▶ _Work item_: Copy out every line of the records where the string "inside" occurs.

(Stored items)
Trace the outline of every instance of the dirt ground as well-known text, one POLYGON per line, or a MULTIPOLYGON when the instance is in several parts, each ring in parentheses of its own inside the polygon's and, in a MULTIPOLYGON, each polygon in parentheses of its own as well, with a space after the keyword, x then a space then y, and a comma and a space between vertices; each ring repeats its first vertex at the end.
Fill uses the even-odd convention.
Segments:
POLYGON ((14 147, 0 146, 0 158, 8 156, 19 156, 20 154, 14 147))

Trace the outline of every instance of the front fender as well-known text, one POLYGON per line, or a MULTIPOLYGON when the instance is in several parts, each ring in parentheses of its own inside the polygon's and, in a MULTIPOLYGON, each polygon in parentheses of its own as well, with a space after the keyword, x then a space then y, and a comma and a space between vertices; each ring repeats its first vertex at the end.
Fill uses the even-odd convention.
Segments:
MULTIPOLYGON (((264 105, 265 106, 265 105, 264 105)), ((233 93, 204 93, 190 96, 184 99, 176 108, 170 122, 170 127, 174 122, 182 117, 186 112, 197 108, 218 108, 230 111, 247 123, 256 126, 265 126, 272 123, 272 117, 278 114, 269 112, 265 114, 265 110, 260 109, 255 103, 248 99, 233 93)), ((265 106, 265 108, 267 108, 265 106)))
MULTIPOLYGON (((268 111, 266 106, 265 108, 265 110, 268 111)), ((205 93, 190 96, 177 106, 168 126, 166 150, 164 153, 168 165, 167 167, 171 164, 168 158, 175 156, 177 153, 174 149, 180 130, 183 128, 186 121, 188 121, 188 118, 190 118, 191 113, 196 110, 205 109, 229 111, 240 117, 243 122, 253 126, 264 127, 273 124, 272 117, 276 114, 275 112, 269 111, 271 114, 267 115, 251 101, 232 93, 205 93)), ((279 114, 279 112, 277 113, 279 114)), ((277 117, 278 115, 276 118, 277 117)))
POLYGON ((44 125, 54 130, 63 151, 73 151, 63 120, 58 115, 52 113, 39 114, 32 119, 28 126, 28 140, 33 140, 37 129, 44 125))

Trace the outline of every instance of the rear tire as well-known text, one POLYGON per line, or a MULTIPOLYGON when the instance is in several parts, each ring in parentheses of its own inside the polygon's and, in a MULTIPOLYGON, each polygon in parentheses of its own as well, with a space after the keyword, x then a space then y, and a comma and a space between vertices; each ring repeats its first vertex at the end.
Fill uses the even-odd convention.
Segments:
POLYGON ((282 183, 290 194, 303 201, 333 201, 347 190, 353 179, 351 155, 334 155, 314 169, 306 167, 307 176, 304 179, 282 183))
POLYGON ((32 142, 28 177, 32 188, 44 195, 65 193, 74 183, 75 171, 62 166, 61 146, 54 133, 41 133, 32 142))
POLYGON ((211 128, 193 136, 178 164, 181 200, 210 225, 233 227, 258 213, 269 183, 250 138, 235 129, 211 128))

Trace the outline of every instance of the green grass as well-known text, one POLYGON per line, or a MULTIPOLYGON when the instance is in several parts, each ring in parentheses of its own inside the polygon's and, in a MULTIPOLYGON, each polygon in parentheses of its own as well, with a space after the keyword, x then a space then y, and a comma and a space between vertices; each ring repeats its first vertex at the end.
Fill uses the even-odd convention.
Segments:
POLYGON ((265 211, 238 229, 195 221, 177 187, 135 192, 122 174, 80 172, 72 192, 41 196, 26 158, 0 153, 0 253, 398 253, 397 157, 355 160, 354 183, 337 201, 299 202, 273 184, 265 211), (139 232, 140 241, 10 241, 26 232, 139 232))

▶ _Your solution_:
Trace the outline of every instance of the dirt ground as well-known text, one POLYGON per line, or a MULTIPOLYGON when the instance is in several parts, each ring in parentheses of its own inside the polygon's and, in a MULTIPOLYGON, each polygon in parentheses of its own as well, with a space after the keyword, x then a space then y, and a comma and a space between vertices; each ring repeats its first vertex at the end.
Trace the outline of every instance of the front fender as well-known text, one POLYGON per line, or a MULTIPOLYGON when the instance is in several parts, each ring in parentheses of its own inside the polygon's and, in a MULTIPOLYGON, each polygon in parentheses of its own as well, with a space after the keyword, x then a space then y, and a comma and a space between vertices; each ring repeats its first vertex at the end.
Trace the outline of every instance of the rear tire as well-known text, one POLYGON per line, or a MULTIPOLYGON when the instance is in several parts, each ring in parentheses of its own inside the polygon's and, in a MULTIPOLYGON, each polygon in parentheses of its own as well, with a space after the keyword, x then a space then y, and a comma and a space between vertices; each ring repeats its first vertex at the end.
Trace the outline of every instance of the green grass as well-known text, one POLYGON per line, or a MULTIPOLYGON when the instance is in several parts, each ring in parentheses of its own inside the polygon's and, in a MULTIPOLYGON, each polygon in parentheses of its own as well, with a space after the keyword, x then a space then y, and a comma and a space between vertices; each ring repeats its first vertex at the end.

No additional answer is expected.